Avalon e as Deusas Celtas

Nó Celta

Nos contos e na visão sobre os mitos celtas, podemos observar a força das Deusas nas suas múltiplas facetas ressaltadas na imagem de rainhas, sacerdotisas, druidesas, guerreiras, tecelãs… Mulheres que, normalmente, desempenhavam um papel importante nas sociedades célticas, como soberanas da terra e da guerra, responsáveis tanto na criação como na transformação dos fatos. Elas atuavam como protetoras da tribo, mantenedoras do caminho sagrado e guardiãs dos mistérios do Outro Mundo, onde os Deuses, Ancestrais e Espíritos afins habitam.

Conforme as nossas práticas durante as jornadas meditativas, escolhemos Nove Deusas as quais referenciamos à Avalon e ao Outro Mundo, que são as Deusas irlandesas: Brighid, Boann, Danu e Morrighan. E as Deusas galesas: Arianrhod, Blodeuwedd, Branwen, Cerridwen e Rhiannon.

Brighid – Deusa amada por todos

“Ô Brighid do manto sagrado, rodeai-nos,
Senhora dos cordeiros, protegei-nos,
Defensora da lareira, iluminai-nos,
Ao restituir-nos a memória.”

A Senhora da inspiração poética (Imbas em irlandês – a iluminação divina), da cura e da sabedoria. Brighid é a Deusa da forja, da arte e da poesia, além de ter uma forte ligação com os bardos, guerreiros e curandeiros. Ela é a Deusa do fogo sagrado, a centelha da vida, que até nos dias de hoje conserva-se o costume do fogo perpétuo, mantido aceso em sua homenagem em Kildare, na província de Leinster, leste da Irlanda.

De acordo a tradição gaélica, ao recitar a sua linhagem através da Litania de Brighid, estaremos protegidos: “Brighid, filha de Dagda, filho de Dugal o Marrom, Filho de Aodh, Filho de Art, FIlho de Conn, Filho de Chiara, filho de Cairbre, filho de Cas, Filho de Cormac, Filho de Cartach, Filho de Conn”. Ela é associada ao festival de Imbolc e as águas dos poços curativos, além de ser a guardiã das fontes sagradas.

Boann – Deusa das águas

“Vaca Branca
Rio da sabedoria
Mãe do amor
Lua Branca
Mãe das águas
Que fluem com alegria.”

**TAREFA**: Dê continuidade ao texto sobre Avalon e as deusas celtas, começando logo depois dos versos dedicados a Boann.

**DADOS FORNECIDOS**:
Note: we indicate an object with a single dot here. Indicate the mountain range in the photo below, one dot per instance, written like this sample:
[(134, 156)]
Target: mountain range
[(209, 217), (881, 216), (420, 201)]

**RESPOSTA ESPERADA**:
É a Deusa que deu nome ao rio Boyne, que corre ao lado do monumento pré-céltico de Brú na Bóinne em Newgrange, na Irlanda. A etimologia descrita nas “Dindshenchas”, mitos relacionados à origem dos nomes dos locais sagrados e o ciclo feniano, no “Salmão da Sabedoria” e o Poço de Segais.

Ela é esposa de Elcmar ou Nechtan. Também é mãe de Angus Mac Og com o grande Dagda. O nome de Boann é derivado de “Bo Finn” ou “Vaca Branca”. Boann é considerada a mãe dos rios, que nos traz inspiração para a composição poética e a muitas outras formas de expressão artística. Cantar o nome de Boann enquanto se está sentado ao lado de um rio pode ser uma experiência muito poderosa.

Danu – Deusa Mãe da Irlanda

“A tribo de Anu retrata o grande clã dos deuses da magia e das batalhas.”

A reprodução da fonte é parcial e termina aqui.